#### Requirements:
Answer these from the article on "Tommy" below:
1. In what year was "Tommy" released?
2. Who played the title character in the film version?
3. Who is directing MSUM's production of "Tommy"?

#### Selected excerpt:
┄┄┄┄┄┄┄┄┄┄
It’s probably safe to say that most people have heard of The Who, one of those bands that, like The Beatles or The Rolling Stones, have left an indelible mark on musical and cultural history. With a career spanning over five decades, their music has found its way into television, film, and stage. And of course, if we’re talking about the stage, we can’t neglect to mention their concept album “Tommy.”
Since “Tommy” was unleashed on the world in 1968, the album has seen a lot of exposure. There was a book by Who guitarist Pete Townshend and Broadway director Des McAnuff, a film starring Who vocalist Roger Daltrey as the eponymous character and also featuring an appearance by Sir Elton John, and a musical created by Townshend and McAnuff in 1992. All the adaptations have some plot differences, but the general storyline is similar.
They all follow a ‘psychosomatically deaf, dumb, and blind kid’ named Tommy who witnesses a terrible crime, becomes a pinball wizard, and eventually leads a cult from the end of World War II into the 1960s. One of the most famous tracks from the album and rock opera is “Pinball Wizard.” “That deaf, dumb, and blind kid sure plays a mean pinball.” Ring a bell?
Both from a technical and musical standpoint, the musical presents a lot of challenges, but director Craig Ellingson is up to the challenge.
Craig Ellingson is the Director of Theatre at MSUM, as well as the director of the university’s upcoming production of “Tommy,” which is also their first.
┄┄┄┄┄┄┄┄┄┄
#### Data shown:
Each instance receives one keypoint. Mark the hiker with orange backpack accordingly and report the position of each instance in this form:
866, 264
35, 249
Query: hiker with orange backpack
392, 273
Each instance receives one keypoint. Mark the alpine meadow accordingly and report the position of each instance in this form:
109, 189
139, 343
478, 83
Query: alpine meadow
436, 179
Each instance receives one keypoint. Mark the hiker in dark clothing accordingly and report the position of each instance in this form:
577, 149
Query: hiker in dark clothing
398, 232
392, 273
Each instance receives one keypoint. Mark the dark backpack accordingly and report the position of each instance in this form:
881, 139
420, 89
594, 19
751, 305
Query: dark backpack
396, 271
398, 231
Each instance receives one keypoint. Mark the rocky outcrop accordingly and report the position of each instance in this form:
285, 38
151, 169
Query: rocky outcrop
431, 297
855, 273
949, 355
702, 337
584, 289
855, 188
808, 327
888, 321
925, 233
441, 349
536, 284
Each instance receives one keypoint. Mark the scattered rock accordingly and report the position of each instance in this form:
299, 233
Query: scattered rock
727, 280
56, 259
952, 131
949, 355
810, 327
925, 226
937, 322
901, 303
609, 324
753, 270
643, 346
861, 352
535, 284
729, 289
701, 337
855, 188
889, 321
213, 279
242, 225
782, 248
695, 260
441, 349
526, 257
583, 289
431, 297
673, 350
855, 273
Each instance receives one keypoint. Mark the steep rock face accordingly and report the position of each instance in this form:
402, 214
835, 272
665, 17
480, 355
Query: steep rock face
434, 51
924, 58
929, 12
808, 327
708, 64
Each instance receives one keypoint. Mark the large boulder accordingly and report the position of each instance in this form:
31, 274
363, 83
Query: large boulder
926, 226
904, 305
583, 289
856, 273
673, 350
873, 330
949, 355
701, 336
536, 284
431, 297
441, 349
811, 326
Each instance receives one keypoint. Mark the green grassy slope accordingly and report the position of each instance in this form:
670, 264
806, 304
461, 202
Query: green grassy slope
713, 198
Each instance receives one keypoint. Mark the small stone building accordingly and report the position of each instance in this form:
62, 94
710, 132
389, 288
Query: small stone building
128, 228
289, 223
┄┄┄┄┄┄┄┄┄┄
#### Task result:
1. 1968
2. Roger Daltrey
3. Craig Ellingson